** Begin Document text **
Edited on Tue 29-Aug-06 09:50 PM

          

You admit you have played excessively in the past and your girlfriend's nerves have been rubbed raw due to the resulting neglect, apathy, and failure to meet her needs, that no amount of moderation will result in a reasonable response from her until you prove that it actually is in moderation. (No matter which way you slice it, playing 20 hours a day is not compatible with a healthy relationship) And, depending on your circumstances and how you are playing, 35 hours a week may not be moderation.

I have been there, many years ago, in college. I basically had to stop playing entirely for a period of time to let the wounds heal, and then when I came back, it was with a much more balanced approach.

It's not even about the number of hours you play so much as, are her needs being met. I'll tell you one thing you say that I find troubling:

"I don't drink anymore, I don't gamble, I don't cheat, I don't
beat her.. I play CF, that's it."


Is this what you believe qualifies you as an adequate boyfriend? If you do, you must expect her to have exceedingly low expectations. Presumably she has needs in the relationship. You need to meet those needs first, and play CF (or whatever other hobby) only after. If you are, for example, ignoring (or not even hearing) her when she tries to speak with you while you are engrossed in CF (a bone my now-husband used to pick with me, and still does once in a while), she is going to feel neglected, ignored, and generally unloved. This may mean reducing your playtime, it may not. It may mean scheduling "game nights" for yourself when you can make it clear that you are "otherwise occupied", and/or playing when she's not around, and filling her needs in other ways (bringing her flowers, cleaning the kitchen, taking her son off her hands for a while, etc.) It may mean simply accepting that you have to sometimes link-die or idle your character and accept the consequences so you can turn and pay attention to her when she needs it.
** End Document text **
** Begin Data records **
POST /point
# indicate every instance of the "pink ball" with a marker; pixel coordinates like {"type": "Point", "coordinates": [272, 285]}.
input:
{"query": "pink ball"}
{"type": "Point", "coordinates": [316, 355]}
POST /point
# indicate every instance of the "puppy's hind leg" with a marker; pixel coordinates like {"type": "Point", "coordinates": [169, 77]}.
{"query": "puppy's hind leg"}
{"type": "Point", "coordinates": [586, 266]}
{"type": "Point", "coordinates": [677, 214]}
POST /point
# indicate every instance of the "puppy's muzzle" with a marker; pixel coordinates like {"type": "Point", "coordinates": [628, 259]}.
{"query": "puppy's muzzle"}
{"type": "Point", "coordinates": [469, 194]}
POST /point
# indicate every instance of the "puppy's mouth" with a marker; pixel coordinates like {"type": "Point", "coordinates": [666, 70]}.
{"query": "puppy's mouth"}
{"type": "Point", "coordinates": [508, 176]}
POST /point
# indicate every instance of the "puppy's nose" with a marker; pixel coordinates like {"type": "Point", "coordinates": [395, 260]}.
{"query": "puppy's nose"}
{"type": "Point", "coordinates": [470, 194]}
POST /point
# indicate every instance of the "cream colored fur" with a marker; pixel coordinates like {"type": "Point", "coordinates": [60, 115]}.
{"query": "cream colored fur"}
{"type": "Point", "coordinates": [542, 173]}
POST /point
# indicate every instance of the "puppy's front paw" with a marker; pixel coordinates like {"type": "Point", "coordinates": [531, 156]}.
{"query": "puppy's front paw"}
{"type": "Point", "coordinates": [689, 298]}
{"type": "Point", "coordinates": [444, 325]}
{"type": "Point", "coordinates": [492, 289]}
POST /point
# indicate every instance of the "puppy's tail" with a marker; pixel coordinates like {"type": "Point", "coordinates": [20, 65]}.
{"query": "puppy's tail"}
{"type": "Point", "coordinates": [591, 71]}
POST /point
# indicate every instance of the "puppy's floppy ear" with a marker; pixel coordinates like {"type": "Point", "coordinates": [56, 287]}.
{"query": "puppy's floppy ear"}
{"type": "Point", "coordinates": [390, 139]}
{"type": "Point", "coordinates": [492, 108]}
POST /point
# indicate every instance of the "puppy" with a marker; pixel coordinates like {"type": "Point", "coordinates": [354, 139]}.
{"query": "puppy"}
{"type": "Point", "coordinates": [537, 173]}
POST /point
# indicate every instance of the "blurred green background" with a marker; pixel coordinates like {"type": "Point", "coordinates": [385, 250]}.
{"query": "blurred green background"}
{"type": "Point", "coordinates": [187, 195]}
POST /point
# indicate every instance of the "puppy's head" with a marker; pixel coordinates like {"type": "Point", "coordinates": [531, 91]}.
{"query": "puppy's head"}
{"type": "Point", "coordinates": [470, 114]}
** End Data records **
What you have to do:
Please pick up the forum post on gaming and the girlfriend's neglected needs right after its final sentence, and keep going in the same voice.

Response:
Sorry, but "Not beating her and cheating on her" doesn't cut it for any woman with even an ounce of self-esteem.

Now at the risk of sounding like I am just siding with your girlfriend, it doesn't sound like she's been the most effective communicator about this either, or that she's been taking any reasonable action to make things better in your relationship.

But you can't control her, you can only control you. Right now, you are both just blaming each other, and you'll get nowhere until either you or her is strong enough to lead the situation somewhere productive (and hopefully, the other will follow.) It takes two.

I can guarantee you if you just fold your arms and say "It's my hobby and she's just jealous and I'm going to play as I damn well please" the relationship is either over, or you are romantically involved with a doormat.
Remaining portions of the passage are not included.